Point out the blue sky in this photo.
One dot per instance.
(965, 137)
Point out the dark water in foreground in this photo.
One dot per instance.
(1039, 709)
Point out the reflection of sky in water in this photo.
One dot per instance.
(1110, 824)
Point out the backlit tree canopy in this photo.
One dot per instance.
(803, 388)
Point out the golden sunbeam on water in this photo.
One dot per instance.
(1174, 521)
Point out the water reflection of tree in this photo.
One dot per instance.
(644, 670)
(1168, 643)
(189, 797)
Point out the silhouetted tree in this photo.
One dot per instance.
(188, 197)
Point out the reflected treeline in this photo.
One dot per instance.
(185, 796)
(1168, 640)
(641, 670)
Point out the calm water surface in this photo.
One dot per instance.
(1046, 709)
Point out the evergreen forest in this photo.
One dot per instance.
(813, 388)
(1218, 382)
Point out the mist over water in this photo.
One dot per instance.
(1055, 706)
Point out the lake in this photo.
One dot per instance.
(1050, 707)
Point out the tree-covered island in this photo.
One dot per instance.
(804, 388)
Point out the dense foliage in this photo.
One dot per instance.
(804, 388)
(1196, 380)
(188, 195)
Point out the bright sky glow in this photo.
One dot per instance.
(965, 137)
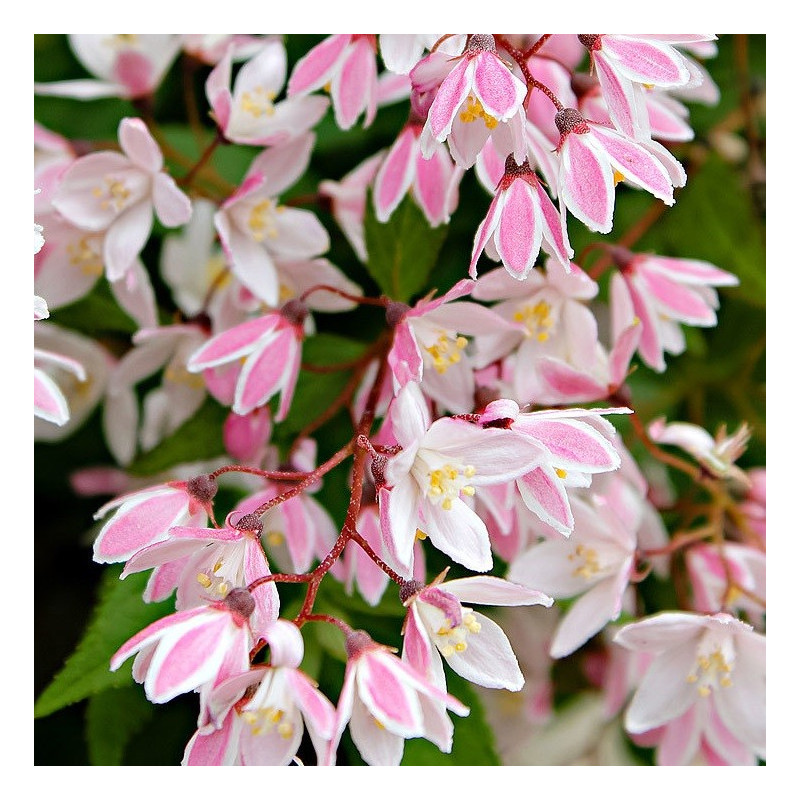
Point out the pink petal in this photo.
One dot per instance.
(395, 175)
(139, 145)
(586, 184)
(500, 92)
(315, 69)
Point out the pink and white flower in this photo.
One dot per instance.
(624, 64)
(346, 62)
(662, 293)
(591, 156)
(117, 194)
(476, 96)
(439, 465)
(127, 65)
(248, 113)
(270, 347)
(255, 230)
(188, 649)
(521, 220)
(439, 626)
(257, 718)
(144, 517)
(433, 181)
(386, 702)
(571, 448)
(714, 661)
(430, 348)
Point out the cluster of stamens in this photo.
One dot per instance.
(712, 670)
(475, 111)
(262, 220)
(590, 566)
(537, 319)
(258, 103)
(452, 640)
(265, 720)
(448, 483)
(446, 351)
(83, 256)
(114, 194)
(213, 583)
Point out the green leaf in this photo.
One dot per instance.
(402, 252)
(113, 718)
(198, 439)
(95, 314)
(119, 614)
(473, 740)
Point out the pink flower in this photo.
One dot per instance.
(128, 65)
(477, 97)
(591, 156)
(248, 114)
(699, 661)
(188, 649)
(386, 701)
(624, 63)
(595, 563)
(709, 568)
(662, 293)
(439, 465)
(433, 180)
(271, 348)
(257, 718)
(205, 564)
(429, 346)
(347, 63)
(521, 220)
(144, 517)
(256, 231)
(117, 193)
(473, 645)
(570, 450)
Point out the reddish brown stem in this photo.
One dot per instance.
(274, 475)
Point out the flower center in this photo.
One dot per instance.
(114, 193)
(262, 221)
(446, 351)
(266, 720)
(590, 565)
(712, 670)
(258, 103)
(448, 483)
(538, 319)
(83, 255)
(452, 640)
(474, 111)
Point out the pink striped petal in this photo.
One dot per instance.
(586, 185)
(500, 92)
(543, 493)
(139, 145)
(395, 175)
(351, 88)
(639, 166)
(316, 68)
(646, 62)
(518, 237)
(451, 94)
(232, 344)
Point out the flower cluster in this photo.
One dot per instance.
(486, 426)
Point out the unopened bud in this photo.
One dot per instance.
(202, 488)
(241, 602)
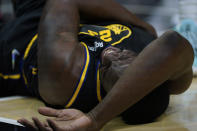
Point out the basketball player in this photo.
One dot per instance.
(111, 64)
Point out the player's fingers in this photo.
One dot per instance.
(53, 124)
(41, 126)
(49, 111)
(27, 124)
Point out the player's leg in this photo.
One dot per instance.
(167, 63)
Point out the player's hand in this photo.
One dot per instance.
(64, 120)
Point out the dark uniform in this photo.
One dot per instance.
(18, 56)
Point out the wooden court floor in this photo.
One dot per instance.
(181, 114)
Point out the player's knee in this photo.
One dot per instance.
(177, 44)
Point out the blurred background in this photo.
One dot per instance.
(162, 14)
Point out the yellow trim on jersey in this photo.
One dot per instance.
(125, 37)
(29, 46)
(116, 28)
(98, 87)
(13, 77)
(82, 77)
(25, 79)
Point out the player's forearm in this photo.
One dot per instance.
(56, 42)
(58, 31)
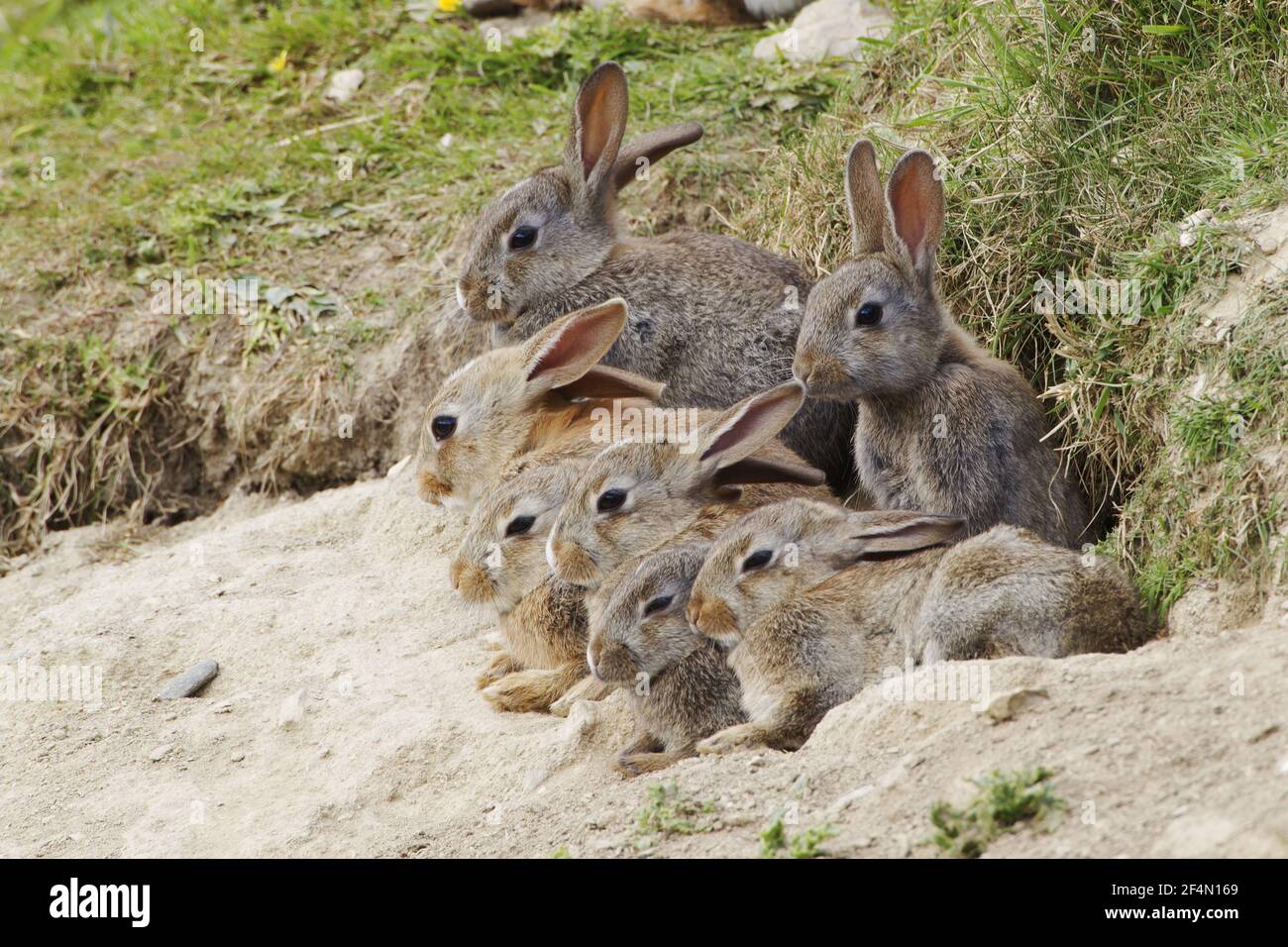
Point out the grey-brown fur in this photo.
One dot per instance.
(848, 594)
(941, 425)
(713, 317)
(681, 684)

**REQUIREMENT**
Scan the material above for the string "flower" and return the lines that hold it.

**RESPONSE TO THE EXERCISE**
Point out the pink and white flower in this photo.
Point out the pink flower in this photo.
Point out the flower center in this photo.
Point out the flower cluster in this photo.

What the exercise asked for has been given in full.